» Provided records
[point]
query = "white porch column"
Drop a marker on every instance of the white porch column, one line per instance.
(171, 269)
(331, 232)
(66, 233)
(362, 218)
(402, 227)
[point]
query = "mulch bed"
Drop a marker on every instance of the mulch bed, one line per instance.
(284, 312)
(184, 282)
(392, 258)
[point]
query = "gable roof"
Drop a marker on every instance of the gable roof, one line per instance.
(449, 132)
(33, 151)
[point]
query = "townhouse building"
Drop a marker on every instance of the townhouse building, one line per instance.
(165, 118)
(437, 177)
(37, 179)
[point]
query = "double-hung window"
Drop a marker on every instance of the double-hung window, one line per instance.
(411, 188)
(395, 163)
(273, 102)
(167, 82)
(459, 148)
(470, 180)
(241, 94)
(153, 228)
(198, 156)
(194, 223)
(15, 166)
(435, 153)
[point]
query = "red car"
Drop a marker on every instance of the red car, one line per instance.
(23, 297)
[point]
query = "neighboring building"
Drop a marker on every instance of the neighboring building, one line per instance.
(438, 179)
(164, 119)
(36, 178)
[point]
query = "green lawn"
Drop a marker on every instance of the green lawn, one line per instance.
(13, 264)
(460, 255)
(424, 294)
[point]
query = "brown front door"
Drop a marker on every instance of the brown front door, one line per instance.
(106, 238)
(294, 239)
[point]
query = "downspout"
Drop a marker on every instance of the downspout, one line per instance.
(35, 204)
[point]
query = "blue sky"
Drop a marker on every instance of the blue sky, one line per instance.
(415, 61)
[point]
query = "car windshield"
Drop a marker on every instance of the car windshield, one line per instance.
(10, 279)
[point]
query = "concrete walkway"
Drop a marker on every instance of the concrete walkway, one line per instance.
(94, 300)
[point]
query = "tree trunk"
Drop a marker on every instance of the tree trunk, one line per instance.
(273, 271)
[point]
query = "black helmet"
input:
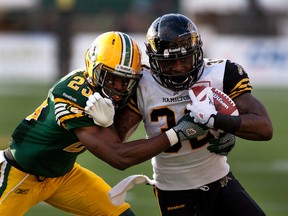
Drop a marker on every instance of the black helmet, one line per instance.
(172, 37)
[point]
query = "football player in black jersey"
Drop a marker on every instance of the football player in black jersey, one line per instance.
(40, 163)
(191, 180)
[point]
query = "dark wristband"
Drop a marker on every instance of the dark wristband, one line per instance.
(229, 124)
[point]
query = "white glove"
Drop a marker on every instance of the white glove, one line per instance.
(100, 109)
(202, 111)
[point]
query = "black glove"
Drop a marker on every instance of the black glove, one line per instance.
(223, 144)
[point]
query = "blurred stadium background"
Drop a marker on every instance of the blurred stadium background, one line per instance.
(42, 40)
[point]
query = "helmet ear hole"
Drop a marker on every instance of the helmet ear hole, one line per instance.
(171, 37)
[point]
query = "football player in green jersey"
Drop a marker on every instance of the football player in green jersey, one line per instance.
(40, 164)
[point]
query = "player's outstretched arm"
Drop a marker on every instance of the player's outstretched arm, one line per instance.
(106, 144)
(255, 121)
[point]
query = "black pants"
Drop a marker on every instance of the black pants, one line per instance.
(225, 197)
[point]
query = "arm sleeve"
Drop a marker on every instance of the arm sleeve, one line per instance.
(236, 80)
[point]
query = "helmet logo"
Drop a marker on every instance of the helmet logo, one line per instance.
(93, 53)
(167, 52)
(124, 69)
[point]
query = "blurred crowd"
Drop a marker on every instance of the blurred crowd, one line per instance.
(136, 15)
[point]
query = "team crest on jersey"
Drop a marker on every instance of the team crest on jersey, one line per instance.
(240, 69)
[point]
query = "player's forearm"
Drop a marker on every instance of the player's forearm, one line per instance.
(255, 127)
(131, 153)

» What the task requires
Pictures don't belong in the copy. Transcribe every record exactly as it appears.

» Output below
[point]
query = "white porch column"
Drop a marker on every instance of the white porch column, one line per instance.
(171, 269)
(331, 232)
(66, 233)
(362, 218)
(402, 227)
[point]
query = "mulch bed"
Drop a marker on every instance of the mulch bed, one line per instance.
(284, 312)
(184, 282)
(392, 258)
[point]
query = "gable roof"
Drop a marker on every instance of the gable roof, one line per instance.
(449, 132)
(33, 151)
[point]
query = "townhouse building"
Drop a marker on every instance of the townhouse building, one line per instance.
(165, 118)
(437, 177)
(37, 179)
[point]
query = "double-hung window"
Drop a marker on every instance of the double-hung window, one line per instance.
(411, 188)
(395, 163)
(273, 102)
(167, 82)
(459, 148)
(470, 180)
(241, 94)
(153, 228)
(198, 156)
(194, 223)
(15, 166)
(435, 153)
[point]
query = "red car"
Drop a marker on every instance of the red car, one line per instance.
(23, 297)
[point]
query = "neighboring building"
Drop a marker on every instance of the neighboring building, one line per instance.
(438, 179)
(164, 119)
(36, 178)
[point]
query = "green lawn"
Drop a marker on every instance of the green lawn, one line per instance.
(13, 264)
(460, 255)
(424, 294)
[point]
query = "brown front door"
Drop a marker on every instance of the brown front door, one line per instance.
(106, 238)
(294, 239)
[point]
query = "downspout"
Drop a marker on every instance of the downspout, one line per instance.
(35, 204)
[point]
query = "blue sky"
Drop a marker on every instance of the blue sky, one line per instance.
(415, 61)
[point]
query = "car windshield"
Drop a marker on every instance of the car windshield, one line per instance.
(10, 279)
[point]
query = "concrete walkway"
Drop a marker on every instance of the concrete walkway, one line per instance.
(94, 300)
[point]
query = "tree trunk"
Drop a marker on every instance of the tree trunk, one line per instance.
(273, 271)
[point]
query = "black helmet"
input:
Drop a marker on every instance of the black helmet, one line per instance.
(172, 37)
[point]
query = "football player in black jersey"
Drop a marker on every instance of the football player in black jersey, one line per instance.
(40, 163)
(191, 180)
[point]
query = "dark wristband"
Drop a marker on every instance of the dark wristband, one line per instance.
(229, 124)
[point]
query = "white glove"
Drop a marker on every instance of the white glove, one line per instance.
(100, 109)
(202, 111)
[point]
query = "black glove"
Drop a marker on every instance of the black glove, one line per instance.
(223, 144)
[point]
query = "blurred stadium background"
Drop a marker on every instance of the blurred stadium background, one line per instance.
(42, 40)
[point]
query = "helmet ear hole"
Drop a marker on every instance of the helmet ear hole, one line per instance.
(171, 37)
[point]
query = "football player in green jersey"
Drop a marker on every instance of the football player in green jersey, one line per instance.
(40, 164)
[point]
query = "player's outstretched arm"
Drop a marker on every instance of the player's outstretched arm, one line per instance.
(106, 144)
(255, 121)
[point]
query = "black pants"
Drop a marker on every instance of the black pants, one line per instance.
(225, 197)
[point]
query = "arm sleeve"
Drop a marker on every instance of the arm sleeve, one line per instance.
(236, 80)
[point]
query = "helmet logo"
Drop a marker on every instance of the helmet logo, one line per instance.
(93, 53)
(167, 52)
(124, 69)
[point]
query = "blurred crowd"
Drop a marker on every instance of the blurred crowd, one line per instance.
(136, 15)
[point]
query = "team crest on jersey"
Drop a marker on every instance of the team crest on jersey, one line per instance.
(240, 69)
[point]
query = "player's forearm"
Drop a marker on every instance of the player's forearm, one line per instance.
(255, 127)
(131, 153)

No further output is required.